▶ **Task details**
Output the records exactly, every one of them.

▶ **Collected data entries**
-----
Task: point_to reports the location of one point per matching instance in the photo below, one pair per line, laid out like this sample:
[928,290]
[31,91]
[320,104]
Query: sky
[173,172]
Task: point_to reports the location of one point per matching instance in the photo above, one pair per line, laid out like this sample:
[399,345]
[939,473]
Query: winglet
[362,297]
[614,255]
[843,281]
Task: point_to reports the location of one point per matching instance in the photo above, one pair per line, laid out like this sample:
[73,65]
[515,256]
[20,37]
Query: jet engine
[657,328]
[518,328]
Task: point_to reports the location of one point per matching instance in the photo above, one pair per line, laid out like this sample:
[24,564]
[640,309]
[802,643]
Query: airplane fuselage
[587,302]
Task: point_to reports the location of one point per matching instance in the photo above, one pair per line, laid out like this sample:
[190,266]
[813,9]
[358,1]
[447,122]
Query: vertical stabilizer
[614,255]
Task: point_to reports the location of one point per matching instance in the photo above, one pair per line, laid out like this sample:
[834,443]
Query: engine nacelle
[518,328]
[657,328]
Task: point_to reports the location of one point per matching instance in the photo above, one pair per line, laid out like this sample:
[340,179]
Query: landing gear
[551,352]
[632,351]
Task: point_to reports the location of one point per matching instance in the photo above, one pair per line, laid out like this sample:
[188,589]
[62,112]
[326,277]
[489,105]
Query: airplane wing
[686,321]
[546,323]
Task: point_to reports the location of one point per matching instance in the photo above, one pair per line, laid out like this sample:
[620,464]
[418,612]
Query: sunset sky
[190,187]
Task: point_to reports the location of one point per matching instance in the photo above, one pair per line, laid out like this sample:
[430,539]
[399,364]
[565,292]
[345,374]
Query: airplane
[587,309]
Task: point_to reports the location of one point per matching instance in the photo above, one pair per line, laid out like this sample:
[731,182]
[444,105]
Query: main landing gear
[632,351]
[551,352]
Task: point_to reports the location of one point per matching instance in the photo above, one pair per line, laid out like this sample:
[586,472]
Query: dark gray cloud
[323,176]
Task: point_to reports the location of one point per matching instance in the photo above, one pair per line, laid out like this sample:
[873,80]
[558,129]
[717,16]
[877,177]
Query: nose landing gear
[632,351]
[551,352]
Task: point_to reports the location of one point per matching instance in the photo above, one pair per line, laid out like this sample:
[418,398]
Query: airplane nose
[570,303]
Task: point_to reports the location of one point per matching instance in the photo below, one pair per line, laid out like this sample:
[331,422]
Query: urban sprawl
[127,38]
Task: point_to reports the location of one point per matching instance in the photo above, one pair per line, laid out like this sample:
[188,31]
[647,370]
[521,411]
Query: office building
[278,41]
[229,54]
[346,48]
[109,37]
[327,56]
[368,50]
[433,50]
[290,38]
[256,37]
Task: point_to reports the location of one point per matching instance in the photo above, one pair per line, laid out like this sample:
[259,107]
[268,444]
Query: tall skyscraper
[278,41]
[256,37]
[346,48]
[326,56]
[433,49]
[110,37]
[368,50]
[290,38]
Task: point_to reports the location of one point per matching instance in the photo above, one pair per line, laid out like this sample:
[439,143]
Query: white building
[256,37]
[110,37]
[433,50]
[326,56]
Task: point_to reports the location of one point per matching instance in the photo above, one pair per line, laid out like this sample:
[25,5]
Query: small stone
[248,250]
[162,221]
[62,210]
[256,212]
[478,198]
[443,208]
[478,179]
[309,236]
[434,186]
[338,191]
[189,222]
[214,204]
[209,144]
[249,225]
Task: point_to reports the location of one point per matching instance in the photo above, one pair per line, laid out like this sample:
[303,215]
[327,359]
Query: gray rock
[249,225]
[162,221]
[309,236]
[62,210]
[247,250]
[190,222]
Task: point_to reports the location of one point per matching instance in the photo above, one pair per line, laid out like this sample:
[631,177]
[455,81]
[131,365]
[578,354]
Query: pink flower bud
-----
▶ **Solution**
Task: point_to reports the location of one point per matching instance in the photo below, one pair per line, laid out like this sample:
[928,290]
[31,91]
[320,104]
Query: sky
[173,172]
Task: point_to reports the location of one point per matching instance in the photo above, one pair per line, laid out like this sample:
[399,345]
[939,473]
Query: winglet
[362,297]
[614,255]
[843,281]
Task: point_to reports the location of one point per matching instance in the photo above, one pair per line, laid out like this sample:
[73,65]
[515,256]
[20,37]
Query: jet engine
[657,328]
[518,328]
Task: point_to reports the location of one point per matching instance in the photo above, one pair per line, laid out like this sample:
[24,564]
[640,309]
[802,643]
Query: airplane fuselage
[587,302]
Task: point_to reports the location of one point per matching instance in the photo above, one pair per line, laid out like this sample:
[190,266]
[813,9]
[358,1]
[447,122]
Query: vertical stabilizer
[614,255]
Task: point_to reports the location of one point per matching instance in the photo above, one pair per line, laid out like this sample:
[834,443]
Query: engine nacelle
[518,328]
[657,328]
Task: point_to reports the location of one point per matching instance in the photo above, one pair per line, laid out like this sample:
[340,179]
Query: landing gear
[551,352]
[632,351]
Task: point_to reports the location of one point per matching instance in the photo above, one pair per line, laid out like this sample:
[188,589]
[62,112]
[326,277]
[489,105]
Query: airplane wing
[686,321]
[546,323]
Task: point_to reports the location of one point per matching instance in the photo above, one pair per line, laid out like this sample:
[620,464]
[418,612]
Query: sunset sky
[190,187]
Task: point_to reports the location of one point per matching instance in the photo above, one pair per line, laid out like this sample:
[430,539]
[399,364]
[565,292]
[345,374]
Query: airplane
[587,309]
Task: point_to reports the location of one point per matching instance in the photo above, one pair per line, laid out like this sample:
[731,182]
[444,105]
Query: main landing gear
[632,351]
[551,352]
Task: point_to reports the location of one point per matching instance in the photo above, one pair per line, laid out like this sample:
[586,472]
Query: dark gray cloud
[323,176]
Task: point_to reports the location of one point per matching instance in the photo above, one pair per line, laid out like this sample:
[873,80]
[558,129]
[717,16]
[877,177]
Query: nose landing gear
[632,351]
[551,352]
Task: point_to reports the location of one point per matching instance in the photo above, one pair per line, laid out like this sample:
[418,398]
Query: airplane nose
[570,303]
Task: point_to reports the location of one point per matching instance in the photo below, one pair per line, laid out like this sample:
[331,422]
Query: urban sprawl
[127,38]
Task: point_to reports the location of one point per matching instance in the photo above, one pair per line, laid out like this sample:
[188,31]
[647,370]
[521,411]
Query: office building
[278,41]
[229,54]
[346,48]
[109,37]
[327,56]
[368,50]
[433,50]
[290,38]
[256,37]
Task: point_to reports the location of one point per matching instance in the photo above, one pair per line, laid out like this sample:
[259,107]
[268,444]
Query: tall skyscraper
[278,41]
[256,37]
[346,48]
[326,56]
[433,49]
[110,37]
[368,50]
[290,38]
Task: point_to reports the location of one point per matching instance in the photo above, one pair per line, laid out like this sample:
[439,143]
Query: white building
[256,37]
[110,37]
[433,50]
[326,56]
Task: point_to reports the location of one point per matching instance in the photo above, one pair per line, laid out like this sample:
[25,5]
Query: small stone
[248,250]
[162,221]
[62,210]
[256,212]
[478,198]
[443,208]
[478,179]
[309,236]
[434,186]
[338,191]
[189,222]
[214,204]
[209,144]
[249,225]
Task: point_to reports the location of one point per matching instance in the photo above, one pair per line, laid out like this sample:
[303,215]
[327,359]
Query: gray rock
[249,225]
[162,221]
[309,236]
[62,210]
[247,250]
[190,222]
Task: point_to reports the location of one point per matching instance in the photo above, one pair per line, laid out like this sample:
[631,177]
[455,81]
[131,365]
[578,354]
Query: pink flower bud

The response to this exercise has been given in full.